▶ TEXTO EXTRAÍDO
# # # # # # #

Mas esta não era a primeira aventura de Manuel Pinto, aventureiro dos sete-mares, que já antes andara embarcado na Gronelândia, no Japão e nos EUA. Mais tarde trabalhou num cruzeiro na Suécia e atravessou o Atlântico num catamarã de 6,2 metros entre Lisboa e a Guiana Francesa (Caraíbas).

Manuel Pinto tem 70 anos. Nasceu em Óbidos em 1948. “Sou toupeiro puro, nasci numa pequena casa junto ao quintal da antiga escola, onde se jogava ao berlinde. Era uma casa dividida por duas famílias, que eram os reibaques, o nome de um peixe do Rio Arnóia. Já eu era o filho de Santo Antão, porque o meu pai olhava pela igreja e arejava-a e então vivia na casa anexa”.
Fez a quarta classe em Óbidos e aos 11 anos “teve de ir trabalhar para os campos a dar serventia aos pulverizadores, mas o caneco com sulfato era maior que eu”.
Com 11 anos andou na escola de marinharia na fragata D. Fernando II e Glória, que estava ancorada em Lisboa. Teve de abandonar a escola e seguiram-se duas viagens à pesca do bacalhau, na Terra Nova (Gronelândia). Naquela altura ainda em barco à vela.
Manuel Pinto recorda as partidas, com a missa ao bacalhoeiro, que reunia os barcos em frente ao Mosteiro dos Jerónimos. Lembra-se bem dos navios com 20 a 30 pessoas onde estavam amontoados os dóris (os pequenos barcos que levavam dois pescadores cada um, para pescarem o bacalhau à linha).
“Quando estava nevoeiro, não se via nada e só se ouvia buzinas e sinos para assinalar a presença dos barcos maiores. No primeiro barco que se encontrava, subia-se com o pescado e depois pelo rádio os capitães comunicavam: tenho aqui três dos teus, para dar conta de que não faltava ninguém. Quando o nevoeiro passava voltávamos ao nosso barco e à pesca”.

# # # # # # #

Dados registados:
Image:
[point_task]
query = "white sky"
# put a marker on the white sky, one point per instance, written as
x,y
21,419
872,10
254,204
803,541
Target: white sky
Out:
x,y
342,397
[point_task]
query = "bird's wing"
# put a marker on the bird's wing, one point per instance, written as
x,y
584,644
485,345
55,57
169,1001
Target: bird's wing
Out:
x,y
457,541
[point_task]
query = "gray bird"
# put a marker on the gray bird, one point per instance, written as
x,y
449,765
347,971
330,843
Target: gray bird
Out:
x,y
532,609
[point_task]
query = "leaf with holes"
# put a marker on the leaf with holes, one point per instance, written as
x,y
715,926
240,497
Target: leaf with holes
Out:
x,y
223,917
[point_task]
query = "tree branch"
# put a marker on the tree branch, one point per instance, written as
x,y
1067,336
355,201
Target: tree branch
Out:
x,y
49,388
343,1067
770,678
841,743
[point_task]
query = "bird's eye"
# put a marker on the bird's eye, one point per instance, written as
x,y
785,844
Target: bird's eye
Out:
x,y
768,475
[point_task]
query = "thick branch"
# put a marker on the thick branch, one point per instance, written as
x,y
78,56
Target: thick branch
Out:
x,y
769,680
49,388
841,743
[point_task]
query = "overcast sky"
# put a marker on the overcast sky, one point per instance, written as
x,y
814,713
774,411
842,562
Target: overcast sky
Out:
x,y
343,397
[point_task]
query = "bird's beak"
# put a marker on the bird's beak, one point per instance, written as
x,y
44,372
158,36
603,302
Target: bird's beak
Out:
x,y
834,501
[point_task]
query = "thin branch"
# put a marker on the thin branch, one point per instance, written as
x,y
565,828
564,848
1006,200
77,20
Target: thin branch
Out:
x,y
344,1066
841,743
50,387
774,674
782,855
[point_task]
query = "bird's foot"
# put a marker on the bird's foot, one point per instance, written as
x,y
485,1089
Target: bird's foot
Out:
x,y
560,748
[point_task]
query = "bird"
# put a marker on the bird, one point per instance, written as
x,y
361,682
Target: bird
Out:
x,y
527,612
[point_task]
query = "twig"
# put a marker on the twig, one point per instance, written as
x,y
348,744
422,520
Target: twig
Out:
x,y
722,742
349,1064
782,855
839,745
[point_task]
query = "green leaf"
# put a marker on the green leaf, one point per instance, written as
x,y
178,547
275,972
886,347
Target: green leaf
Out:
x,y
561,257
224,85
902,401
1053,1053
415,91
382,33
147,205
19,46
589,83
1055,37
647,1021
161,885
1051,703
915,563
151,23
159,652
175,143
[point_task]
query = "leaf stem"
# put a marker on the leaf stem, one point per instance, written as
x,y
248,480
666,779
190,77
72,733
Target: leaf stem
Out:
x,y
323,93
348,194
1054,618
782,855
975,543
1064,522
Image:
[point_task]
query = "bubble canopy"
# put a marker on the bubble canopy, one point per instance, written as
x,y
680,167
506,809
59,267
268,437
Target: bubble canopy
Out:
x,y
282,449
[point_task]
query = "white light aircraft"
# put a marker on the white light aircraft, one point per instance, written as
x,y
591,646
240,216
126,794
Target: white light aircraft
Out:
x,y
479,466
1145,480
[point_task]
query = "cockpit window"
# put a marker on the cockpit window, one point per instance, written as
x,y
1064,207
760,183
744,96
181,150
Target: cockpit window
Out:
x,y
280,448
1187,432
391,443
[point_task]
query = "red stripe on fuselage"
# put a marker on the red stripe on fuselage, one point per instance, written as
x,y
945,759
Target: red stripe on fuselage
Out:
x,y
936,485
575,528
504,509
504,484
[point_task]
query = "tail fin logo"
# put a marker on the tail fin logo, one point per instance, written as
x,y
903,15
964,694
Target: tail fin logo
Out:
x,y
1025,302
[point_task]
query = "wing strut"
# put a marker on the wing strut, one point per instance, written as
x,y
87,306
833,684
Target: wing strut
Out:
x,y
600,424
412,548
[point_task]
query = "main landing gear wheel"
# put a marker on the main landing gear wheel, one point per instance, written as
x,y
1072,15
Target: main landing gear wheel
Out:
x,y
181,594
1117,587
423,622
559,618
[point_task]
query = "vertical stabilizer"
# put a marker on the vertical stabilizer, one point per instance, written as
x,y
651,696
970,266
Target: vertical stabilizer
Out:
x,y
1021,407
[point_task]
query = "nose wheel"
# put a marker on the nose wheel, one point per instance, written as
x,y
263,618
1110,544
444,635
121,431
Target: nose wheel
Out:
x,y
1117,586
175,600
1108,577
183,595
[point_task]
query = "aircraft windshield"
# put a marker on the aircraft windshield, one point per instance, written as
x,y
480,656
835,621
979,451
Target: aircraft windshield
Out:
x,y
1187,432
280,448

# # # # # # #

▶ TAREFAS E EXERCÍCIOS
1. Segundo o primeiro parágrafo do texto sobre Manuel Pinto, onde é que ele já tinha andado embarcado antes desta aventura? Indique todos os lugares.
2. Em que terra nasceu Manuel Pinto, de acordo com o texto sobre ele?
3. Continue o texto sobre Manuel Pinto a partir da última frase.

▶ RESPOSTAS POR TAREFA
1. Gronelândia, Japão e EUA.

2. Em Óbidos.

3.
Enchiam os dóris e quando estes pequenos barcos ficavam pesados descarregavam o bacalhau pescado no barco mãe e traziam isco. Continuavam até encher o porão. A bordo estavam outros trabalhadores a escalar, a salgar e a arrumar o peixe.
“Com o porão cheio, iniciava-se uma corrida para ver qual o barco que chegava primeiro a Aveiro, onde se fazia a seca”.
Depois de praticamente dois anos embarcado, ainda com 13 anos, voltou para as Caldas. Foi trabalhar na substituição das canalizações da água, que eram em ferro forjado, por outras que hoje seriam ilegais, feitas em fibrocimento.
Corria a década de 60 do século passado e um dia “o patrão da obra nas Caldas, que estava a acabar, andava-me a desafiar para ir fazer uma obra parecida no Bairro Social da Sacor, em Sacavém, e eu pensei ‘não é tarde nem é cedo’”. Assim foi. Esteve lá, fez a obra e voltou para as suas origens, onde não encontrou trabalho. “O que ando aqui a fazer?, pensei. Vou para a França!”.
Faltavam dois meses para os 16 anos, que fazia em Julho de 1964, quando partiu à boleia, com 500 escudos (2,50 euros) no bolso e um mapa das estradas de Portugal e Espanha.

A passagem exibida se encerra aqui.